(Stored items)
— BEGIN —
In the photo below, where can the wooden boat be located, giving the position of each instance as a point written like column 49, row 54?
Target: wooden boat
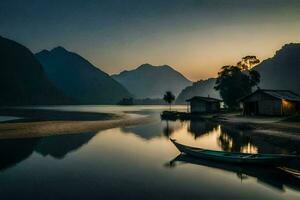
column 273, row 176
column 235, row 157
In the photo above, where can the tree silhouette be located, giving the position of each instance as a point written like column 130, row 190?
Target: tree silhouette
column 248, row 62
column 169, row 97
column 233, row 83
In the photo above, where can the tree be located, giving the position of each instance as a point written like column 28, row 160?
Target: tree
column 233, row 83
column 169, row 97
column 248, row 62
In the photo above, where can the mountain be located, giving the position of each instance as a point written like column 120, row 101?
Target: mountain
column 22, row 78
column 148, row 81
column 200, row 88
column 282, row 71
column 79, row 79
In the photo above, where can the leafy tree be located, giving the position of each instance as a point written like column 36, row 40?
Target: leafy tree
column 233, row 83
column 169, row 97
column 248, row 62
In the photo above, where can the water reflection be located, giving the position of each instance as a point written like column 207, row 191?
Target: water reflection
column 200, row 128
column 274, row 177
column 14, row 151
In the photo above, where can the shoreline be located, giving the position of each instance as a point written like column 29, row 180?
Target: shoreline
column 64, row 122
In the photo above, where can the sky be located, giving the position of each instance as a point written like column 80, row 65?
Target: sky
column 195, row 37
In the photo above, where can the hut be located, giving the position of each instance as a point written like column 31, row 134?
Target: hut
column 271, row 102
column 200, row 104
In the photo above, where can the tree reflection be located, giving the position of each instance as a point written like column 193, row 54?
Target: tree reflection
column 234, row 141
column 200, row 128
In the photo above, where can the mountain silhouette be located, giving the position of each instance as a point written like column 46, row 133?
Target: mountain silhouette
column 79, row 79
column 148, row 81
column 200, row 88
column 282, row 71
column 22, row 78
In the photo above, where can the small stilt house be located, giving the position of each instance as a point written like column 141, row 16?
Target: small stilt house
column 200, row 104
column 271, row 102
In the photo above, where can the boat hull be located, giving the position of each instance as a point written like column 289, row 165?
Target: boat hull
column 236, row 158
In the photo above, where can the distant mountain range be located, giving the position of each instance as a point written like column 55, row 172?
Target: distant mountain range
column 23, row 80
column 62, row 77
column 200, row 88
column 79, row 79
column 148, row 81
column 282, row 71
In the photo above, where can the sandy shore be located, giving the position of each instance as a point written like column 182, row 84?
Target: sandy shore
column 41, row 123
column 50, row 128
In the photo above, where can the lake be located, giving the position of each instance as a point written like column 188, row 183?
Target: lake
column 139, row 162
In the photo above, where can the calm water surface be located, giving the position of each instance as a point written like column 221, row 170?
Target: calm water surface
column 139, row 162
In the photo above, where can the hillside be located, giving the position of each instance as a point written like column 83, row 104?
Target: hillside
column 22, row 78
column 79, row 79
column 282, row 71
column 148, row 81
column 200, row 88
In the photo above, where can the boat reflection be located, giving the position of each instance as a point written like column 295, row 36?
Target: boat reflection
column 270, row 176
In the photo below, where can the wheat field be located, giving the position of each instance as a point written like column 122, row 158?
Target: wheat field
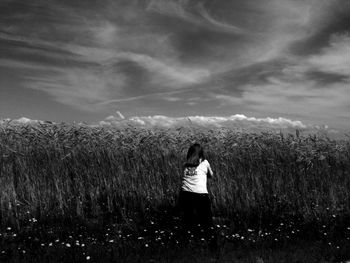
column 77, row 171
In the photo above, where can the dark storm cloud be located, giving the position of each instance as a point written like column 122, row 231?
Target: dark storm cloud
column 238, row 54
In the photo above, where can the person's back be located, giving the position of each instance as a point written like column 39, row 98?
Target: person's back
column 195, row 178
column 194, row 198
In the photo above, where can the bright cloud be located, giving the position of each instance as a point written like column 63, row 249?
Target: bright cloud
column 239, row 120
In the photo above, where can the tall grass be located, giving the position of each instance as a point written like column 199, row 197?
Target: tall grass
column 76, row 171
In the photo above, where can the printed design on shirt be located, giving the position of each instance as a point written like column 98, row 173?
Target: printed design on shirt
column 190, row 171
— END —
— BEGIN —
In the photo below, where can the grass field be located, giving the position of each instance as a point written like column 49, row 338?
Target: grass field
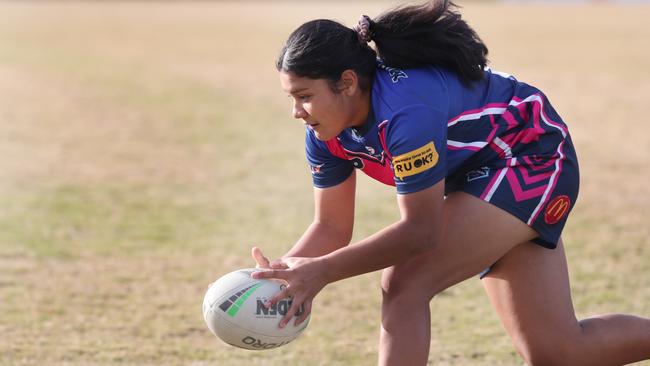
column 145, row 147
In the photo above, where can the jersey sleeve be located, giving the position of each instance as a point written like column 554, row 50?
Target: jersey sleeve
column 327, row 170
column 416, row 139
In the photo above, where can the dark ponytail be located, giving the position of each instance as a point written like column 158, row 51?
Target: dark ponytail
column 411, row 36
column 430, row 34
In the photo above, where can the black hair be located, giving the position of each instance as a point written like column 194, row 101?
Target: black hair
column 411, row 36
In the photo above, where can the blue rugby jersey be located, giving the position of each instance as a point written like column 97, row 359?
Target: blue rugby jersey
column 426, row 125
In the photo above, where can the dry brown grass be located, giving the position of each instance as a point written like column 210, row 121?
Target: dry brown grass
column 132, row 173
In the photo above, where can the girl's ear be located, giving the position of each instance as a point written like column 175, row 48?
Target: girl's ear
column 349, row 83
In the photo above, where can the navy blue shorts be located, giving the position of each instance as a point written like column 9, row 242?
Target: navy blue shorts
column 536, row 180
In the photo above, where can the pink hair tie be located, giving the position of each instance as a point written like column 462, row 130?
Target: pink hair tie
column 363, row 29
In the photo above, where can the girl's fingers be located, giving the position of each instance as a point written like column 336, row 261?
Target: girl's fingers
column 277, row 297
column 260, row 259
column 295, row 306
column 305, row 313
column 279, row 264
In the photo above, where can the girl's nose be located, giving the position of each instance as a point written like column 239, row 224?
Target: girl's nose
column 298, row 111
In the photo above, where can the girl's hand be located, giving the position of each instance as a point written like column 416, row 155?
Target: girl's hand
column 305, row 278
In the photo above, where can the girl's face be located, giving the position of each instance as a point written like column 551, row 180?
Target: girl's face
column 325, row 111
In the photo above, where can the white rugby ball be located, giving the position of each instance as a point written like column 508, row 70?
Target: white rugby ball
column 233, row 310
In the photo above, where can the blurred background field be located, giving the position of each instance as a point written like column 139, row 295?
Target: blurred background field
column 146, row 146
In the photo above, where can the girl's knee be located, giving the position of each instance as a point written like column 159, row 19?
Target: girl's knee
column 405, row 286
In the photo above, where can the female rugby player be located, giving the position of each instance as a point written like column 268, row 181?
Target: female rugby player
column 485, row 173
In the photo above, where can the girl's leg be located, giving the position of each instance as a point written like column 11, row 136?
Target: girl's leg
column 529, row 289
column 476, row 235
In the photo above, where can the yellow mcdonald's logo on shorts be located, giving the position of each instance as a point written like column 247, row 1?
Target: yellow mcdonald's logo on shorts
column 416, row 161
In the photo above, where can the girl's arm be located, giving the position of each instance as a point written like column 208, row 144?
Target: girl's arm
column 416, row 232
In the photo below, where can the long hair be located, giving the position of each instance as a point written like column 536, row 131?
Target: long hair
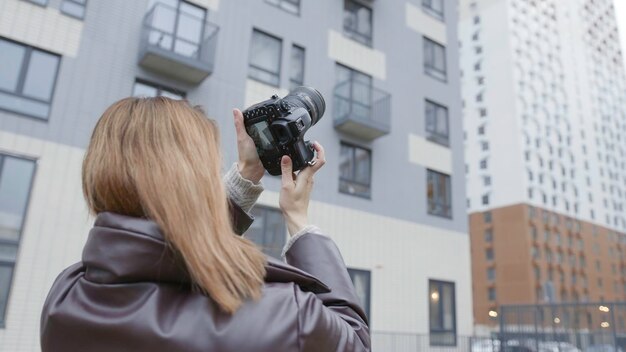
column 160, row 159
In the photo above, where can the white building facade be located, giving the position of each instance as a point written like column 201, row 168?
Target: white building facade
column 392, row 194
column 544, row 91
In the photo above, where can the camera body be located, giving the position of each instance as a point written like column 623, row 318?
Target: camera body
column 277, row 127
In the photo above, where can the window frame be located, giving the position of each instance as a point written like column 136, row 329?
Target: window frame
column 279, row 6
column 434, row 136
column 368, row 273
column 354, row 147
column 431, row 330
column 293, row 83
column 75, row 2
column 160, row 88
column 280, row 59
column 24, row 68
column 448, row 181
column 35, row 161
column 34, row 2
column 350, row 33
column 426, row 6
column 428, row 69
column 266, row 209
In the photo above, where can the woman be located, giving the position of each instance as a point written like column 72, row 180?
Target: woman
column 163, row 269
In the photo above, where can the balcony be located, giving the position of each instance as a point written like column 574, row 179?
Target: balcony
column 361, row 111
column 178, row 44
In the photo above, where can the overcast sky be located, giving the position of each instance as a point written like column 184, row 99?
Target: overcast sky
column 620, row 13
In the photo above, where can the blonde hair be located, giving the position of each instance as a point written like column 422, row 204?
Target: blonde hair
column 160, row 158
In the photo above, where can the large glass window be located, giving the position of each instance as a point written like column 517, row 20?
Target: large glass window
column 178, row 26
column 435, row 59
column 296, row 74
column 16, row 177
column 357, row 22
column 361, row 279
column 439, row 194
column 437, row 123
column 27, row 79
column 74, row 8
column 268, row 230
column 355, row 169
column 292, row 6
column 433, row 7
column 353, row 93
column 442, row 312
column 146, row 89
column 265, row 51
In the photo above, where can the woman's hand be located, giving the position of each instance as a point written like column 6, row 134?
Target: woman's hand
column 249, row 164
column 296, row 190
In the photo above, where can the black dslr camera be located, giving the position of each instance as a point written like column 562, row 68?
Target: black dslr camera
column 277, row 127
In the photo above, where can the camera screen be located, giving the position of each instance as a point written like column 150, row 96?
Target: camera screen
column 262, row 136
— END —
» Exercise aim:
Reproduce only the listing lines from the line with "In the photo above, where can the shoreline" up to and including the line with "column 195, row 37", renaming "sky" to "open sky" and leaving everything else unchanged.

» Task answer:
In the photo above, where can the shoreline be located, giving the position of each instance as a point written like column 29, row 180?
Target: shoreline
column 64, row 122
In the photo above, where can the open sky be located, giving the position of each instance as a point written like column 80, row 65?
Target: open sky
column 195, row 37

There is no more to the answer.